## Raw data

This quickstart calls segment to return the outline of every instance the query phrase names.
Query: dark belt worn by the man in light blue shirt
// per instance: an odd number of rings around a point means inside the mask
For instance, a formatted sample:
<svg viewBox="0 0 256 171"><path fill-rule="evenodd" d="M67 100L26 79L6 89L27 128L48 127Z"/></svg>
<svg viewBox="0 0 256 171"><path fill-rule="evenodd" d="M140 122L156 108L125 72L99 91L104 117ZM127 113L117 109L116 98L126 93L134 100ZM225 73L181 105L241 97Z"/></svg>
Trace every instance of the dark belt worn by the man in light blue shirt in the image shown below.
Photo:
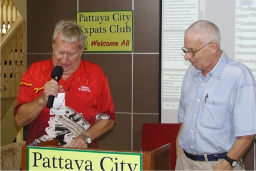
<svg viewBox="0 0 256 171"><path fill-rule="evenodd" d="M205 155L192 155L184 150L185 155L195 161L205 161ZM208 161L218 161L218 159L223 159L227 152L223 153L217 153L217 154L211 154L207 155Z"/></svg>

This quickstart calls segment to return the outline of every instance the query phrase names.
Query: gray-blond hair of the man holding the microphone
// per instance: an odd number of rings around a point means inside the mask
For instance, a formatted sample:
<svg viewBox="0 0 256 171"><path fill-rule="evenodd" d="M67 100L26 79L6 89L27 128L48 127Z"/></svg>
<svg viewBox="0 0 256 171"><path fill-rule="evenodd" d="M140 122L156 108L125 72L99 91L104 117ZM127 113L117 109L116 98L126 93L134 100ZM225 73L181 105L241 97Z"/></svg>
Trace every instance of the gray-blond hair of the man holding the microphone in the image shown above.
<svg viewBox="0 0 256 171"><path fill-rule="evenodd" d="M55 44L56 37L62 33L61 41L63 42L77 42L79 40L79 48L83 49L85 46L85 35L82 29L75 21L61 20L55 25L55 30L52 35L52 45Z"/></svg>

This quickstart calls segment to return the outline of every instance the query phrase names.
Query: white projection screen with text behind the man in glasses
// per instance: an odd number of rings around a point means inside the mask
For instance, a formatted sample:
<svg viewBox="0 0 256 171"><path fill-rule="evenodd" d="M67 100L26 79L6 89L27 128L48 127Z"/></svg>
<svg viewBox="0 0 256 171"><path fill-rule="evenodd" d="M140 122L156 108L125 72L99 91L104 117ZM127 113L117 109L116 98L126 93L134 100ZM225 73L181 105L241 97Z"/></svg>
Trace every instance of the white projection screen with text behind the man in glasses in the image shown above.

## Problem
Copy every line of the material in which the word "behind" occurs.

## Task response
Query: white projection screen with text behind the man in glasses
Trace every instance of the white projection screen with text behind the man in glasses in the image shown above.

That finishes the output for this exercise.